» Exercise goal:
Format the material below as a JSON list of strings with one string per line and no blank lines, covering only the stretch from the line with "In this exercise you will indicate the turquoise" through the end of the material.
* * * * *
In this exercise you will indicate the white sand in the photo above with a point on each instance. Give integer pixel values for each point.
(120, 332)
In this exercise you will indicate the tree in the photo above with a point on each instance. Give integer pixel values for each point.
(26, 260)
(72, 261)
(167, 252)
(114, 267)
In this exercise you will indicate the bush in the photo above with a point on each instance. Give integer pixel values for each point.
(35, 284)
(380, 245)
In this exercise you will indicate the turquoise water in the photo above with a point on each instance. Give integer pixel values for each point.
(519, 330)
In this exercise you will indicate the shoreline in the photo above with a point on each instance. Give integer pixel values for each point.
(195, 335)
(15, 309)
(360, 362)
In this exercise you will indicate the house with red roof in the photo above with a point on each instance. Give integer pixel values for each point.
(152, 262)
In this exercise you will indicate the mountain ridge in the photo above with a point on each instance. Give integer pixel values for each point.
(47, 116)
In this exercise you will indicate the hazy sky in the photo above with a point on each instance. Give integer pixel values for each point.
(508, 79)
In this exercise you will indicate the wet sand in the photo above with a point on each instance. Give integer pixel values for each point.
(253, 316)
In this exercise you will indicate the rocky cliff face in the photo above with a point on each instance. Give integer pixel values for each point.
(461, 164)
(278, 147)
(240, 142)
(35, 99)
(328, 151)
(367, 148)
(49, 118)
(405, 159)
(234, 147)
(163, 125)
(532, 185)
* * * * *
» Solution for this problem:
[
  "In this exercise you will indicate the turquoise water in the photo above with a point on each instance. Give integer pixel values for each point.",
  "(519, 330)",
  "In this exercise you will indicate the shoreline in the photo above with a point on each instance. Give integer pixel values for each point.",
  "(195, 335)",
  "(15, 309)",
  "(360, 362)",
  "In this exercise you will indicate the house with red roof in the photo above with a point on each instance. Give integer pixel values for each point.",
  "(152, 262)",
  "In this exercise you will indicate the mountain ridge in the photo above with a point on each instance. Give integer pixel values for each point.",
  "(47, 116)",
  "In this exercise you will indicate the hazy sky in the photo above with a point on each instance. Give integer pixel values for each point.",
  "(508, 79)",
  "In this exercise you will indicate the wet sand in the photo above with a point on each instance. Give integer pixel values for each point.",
  "(253, 316)",
  "In this exercise you will indicate the rocky cliff face in the photo above with a point on each instance. Give integer pixel values for each point.",
  "(461, 164)",
  "(278, 147)",
  "(240, 142)",
  "(35, 99)",
  "(328, 151)",
  "(367, 148)",
  "(49, 118)",
  "(405, 159)",
  "(234, 147)",
  "(163, 125)",
  "(532, 185)"
]